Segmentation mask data
= = = =
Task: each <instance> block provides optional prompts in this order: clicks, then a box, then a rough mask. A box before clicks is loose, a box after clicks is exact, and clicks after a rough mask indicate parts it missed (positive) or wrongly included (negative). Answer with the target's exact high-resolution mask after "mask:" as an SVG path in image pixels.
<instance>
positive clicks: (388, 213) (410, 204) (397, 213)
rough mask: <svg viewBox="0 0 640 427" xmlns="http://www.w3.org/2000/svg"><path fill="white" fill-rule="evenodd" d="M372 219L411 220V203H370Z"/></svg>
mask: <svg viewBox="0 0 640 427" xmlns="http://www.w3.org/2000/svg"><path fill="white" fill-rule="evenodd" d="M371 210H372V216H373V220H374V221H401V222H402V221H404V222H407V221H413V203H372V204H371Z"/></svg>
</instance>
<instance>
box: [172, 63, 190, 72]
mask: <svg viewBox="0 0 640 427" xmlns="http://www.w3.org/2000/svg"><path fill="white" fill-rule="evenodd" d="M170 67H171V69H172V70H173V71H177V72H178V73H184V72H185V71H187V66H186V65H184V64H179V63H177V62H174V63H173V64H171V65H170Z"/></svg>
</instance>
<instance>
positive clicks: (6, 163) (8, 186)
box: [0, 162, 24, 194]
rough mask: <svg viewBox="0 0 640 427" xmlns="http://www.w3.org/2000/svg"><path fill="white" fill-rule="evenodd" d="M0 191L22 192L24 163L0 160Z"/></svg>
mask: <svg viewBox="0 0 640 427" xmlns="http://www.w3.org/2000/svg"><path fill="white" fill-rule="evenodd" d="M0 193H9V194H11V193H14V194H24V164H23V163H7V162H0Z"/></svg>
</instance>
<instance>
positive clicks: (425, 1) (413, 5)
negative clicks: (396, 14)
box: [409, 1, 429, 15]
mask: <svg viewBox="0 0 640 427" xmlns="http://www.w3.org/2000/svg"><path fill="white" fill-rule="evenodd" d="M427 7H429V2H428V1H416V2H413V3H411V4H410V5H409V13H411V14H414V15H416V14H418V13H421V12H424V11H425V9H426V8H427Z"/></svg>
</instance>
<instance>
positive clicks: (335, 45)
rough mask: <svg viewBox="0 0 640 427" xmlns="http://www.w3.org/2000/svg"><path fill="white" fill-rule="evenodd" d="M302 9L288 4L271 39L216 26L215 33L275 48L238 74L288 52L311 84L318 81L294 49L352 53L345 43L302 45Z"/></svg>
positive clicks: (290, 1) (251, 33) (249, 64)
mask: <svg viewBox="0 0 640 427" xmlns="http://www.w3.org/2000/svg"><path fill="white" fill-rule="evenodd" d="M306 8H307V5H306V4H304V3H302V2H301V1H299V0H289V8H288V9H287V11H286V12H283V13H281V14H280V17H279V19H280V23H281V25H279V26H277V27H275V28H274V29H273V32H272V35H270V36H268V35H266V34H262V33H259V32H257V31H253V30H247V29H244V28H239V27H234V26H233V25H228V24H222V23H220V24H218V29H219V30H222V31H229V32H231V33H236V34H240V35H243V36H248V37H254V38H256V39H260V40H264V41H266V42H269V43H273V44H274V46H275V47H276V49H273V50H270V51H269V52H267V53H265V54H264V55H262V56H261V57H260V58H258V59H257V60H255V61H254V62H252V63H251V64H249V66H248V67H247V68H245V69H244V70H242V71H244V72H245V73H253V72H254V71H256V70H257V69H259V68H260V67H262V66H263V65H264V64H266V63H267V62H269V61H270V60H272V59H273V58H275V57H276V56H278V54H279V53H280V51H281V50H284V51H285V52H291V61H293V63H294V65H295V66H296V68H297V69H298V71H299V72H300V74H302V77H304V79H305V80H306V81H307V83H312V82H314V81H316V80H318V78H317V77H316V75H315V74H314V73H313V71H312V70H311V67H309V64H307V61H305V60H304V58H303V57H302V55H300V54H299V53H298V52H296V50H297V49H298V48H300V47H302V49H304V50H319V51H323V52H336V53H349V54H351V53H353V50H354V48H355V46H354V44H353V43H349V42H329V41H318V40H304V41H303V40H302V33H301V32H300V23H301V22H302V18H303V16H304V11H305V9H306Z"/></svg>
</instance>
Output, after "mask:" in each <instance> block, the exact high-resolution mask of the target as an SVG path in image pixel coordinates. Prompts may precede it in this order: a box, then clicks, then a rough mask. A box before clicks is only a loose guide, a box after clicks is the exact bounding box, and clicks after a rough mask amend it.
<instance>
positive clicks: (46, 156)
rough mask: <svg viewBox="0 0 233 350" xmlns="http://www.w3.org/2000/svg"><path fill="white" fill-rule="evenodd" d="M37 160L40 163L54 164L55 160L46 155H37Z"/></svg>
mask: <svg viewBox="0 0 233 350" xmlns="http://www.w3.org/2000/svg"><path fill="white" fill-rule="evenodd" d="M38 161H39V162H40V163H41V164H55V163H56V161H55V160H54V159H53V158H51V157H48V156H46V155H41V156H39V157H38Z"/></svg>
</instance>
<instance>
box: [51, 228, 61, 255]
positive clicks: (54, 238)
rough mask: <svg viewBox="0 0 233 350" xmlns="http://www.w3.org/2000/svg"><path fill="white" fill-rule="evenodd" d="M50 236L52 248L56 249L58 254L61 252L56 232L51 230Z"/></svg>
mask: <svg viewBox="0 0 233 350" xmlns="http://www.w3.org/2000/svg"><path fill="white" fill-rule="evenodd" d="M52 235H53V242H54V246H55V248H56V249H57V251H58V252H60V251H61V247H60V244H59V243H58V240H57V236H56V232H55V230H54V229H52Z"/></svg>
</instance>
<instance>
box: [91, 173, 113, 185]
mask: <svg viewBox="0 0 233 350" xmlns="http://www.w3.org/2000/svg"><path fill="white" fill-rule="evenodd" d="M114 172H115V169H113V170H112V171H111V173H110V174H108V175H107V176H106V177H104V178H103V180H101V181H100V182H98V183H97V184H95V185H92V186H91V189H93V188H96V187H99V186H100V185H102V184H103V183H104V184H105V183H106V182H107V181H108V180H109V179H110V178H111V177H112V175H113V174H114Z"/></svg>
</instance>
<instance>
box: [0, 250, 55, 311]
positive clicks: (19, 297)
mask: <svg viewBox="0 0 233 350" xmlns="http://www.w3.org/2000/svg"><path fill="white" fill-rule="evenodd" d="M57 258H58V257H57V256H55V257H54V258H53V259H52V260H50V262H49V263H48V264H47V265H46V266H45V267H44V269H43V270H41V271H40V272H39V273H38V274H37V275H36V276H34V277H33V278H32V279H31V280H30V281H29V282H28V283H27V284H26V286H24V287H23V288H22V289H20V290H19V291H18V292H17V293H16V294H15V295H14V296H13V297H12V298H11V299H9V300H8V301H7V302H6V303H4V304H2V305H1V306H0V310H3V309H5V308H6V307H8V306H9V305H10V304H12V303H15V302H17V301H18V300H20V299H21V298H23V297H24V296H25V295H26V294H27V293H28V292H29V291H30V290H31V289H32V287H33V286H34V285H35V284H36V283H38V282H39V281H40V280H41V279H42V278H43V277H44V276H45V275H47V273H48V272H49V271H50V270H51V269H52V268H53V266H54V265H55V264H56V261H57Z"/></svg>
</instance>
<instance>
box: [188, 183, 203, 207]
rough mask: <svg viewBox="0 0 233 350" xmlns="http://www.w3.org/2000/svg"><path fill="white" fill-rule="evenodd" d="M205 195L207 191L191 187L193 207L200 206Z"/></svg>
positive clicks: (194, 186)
= = = =
= PROBLEM STATEMENT =
Count the lines of the records that contain the word "before", and give only the number.

= THE COMPLETED TASK =
2